SAN MATEO -- For Bryan Wallace's family $2,300 is a lot of money.
A work injury and a construction slump since 2008 have left Wallace, his wife and five kids under 9 years old living in a rented, 20-by-12 room in a cousin's San Mateo home. Wallace earned $39,000 last year.
But the Earned Income Tax Credit is a bright spot. It netted his family an extra $2,300 this year and means some savings in the bank or shoes for Wallace's two sons.
The credit is a nearly 40-year-old program intended to help working families like the Wallaces'. But even though the federal government paid out $512.6 million in earned income credits to more than 263,000 families or individuals in Santa Clara, Contra Costa, Alameda and San Mateo counties for 2011 returns, an estimated 20 percent more were eligible but didn't claim them, according to the IRS.
When people file their taxes they may not know about the credit, don't know they are eligible or make so little money they don't even file taxes, officials said. Whatever the case may be, it's money left on the table for families or individuals who make less than $50,270 a year and could use a little help.
The credit can mean up to $475 for people without children and a maximum of $5,981 to families with three or more kids. The good news is eligible families who've already filed this year ahead of the April 15 tax deadline can amend their returns to claim the credit up to three years back.
"It's a lifesaver," said Rep. Jackie Speier, D-San Mateo. "Normally you don't think the IRS is doing you any favors."
But in this case the federal agency is part of "one of the best antipoverty programs we have in this country," Speier said. The tax credit, enacted in 1975, focuses on helping poor families, but also encourages work. You aren't eligible unless you earn income from wages, self-employment or farming.
Bryan Wallace, 46, was making good money putting up scaffolding until he took a wrong step and fell 17 feet in August 2008. He shattered his wrist, underwent two surgeries and spent a total of 18 months recovering. By then the construction industry was in a deep freeze and he was also facing, he believes, employers who were dubious about hiring him back.
"In scaffolding they say 'If you fall, you are fired before you hit the ground,' " said Wallace, who now works as a mover.
The loss of Wallace's income, the only one in his family, meant moving out of their Redwood City apartment and into a room in a cousin's home in August 2008. Since then Wallace, his 40-year-old wife Asinate, and their three daughters and two sons, who range from 8 to 1½ years old, have shared the small space.

Stated goal A
Reproduce word for word the part of the tax credit article between "SAN MATEO -- For" and "Wallace's two sons.", inclusive.
Stated goal B
According to officials quoted in the tax credit article, why do some eligible people fail to claim the Earned Income Tax Credit? Answer in one to three sentences.
The records are separate material, unrelated to the tax credit article.

Extracted data
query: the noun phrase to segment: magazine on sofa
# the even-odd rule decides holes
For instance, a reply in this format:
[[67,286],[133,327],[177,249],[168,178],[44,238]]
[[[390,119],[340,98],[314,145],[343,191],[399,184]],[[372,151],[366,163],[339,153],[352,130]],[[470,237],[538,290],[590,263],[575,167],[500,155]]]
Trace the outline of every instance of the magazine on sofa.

Complete response A
SAN MATEO -- For Bryan Wallace's family $2,300 is a lot of money.
A work injury and a construction slump since 2008 have left Wallace, his wife and five kids under 9 years old living in a rented, 20-by-12 room in a cousin's San Mateo home. Wallace earned $39,000 last year.
But the Earned Income Tax Credit is a bright spot. It netted his family an extra $2,300 this year and means some savings in the bank or shoes for Wallace's two sons.

Complete response B
Officials said that people filing their taxes may not know about the credit or may not know they are eligible. Others make so little money that they don't file taxes at all.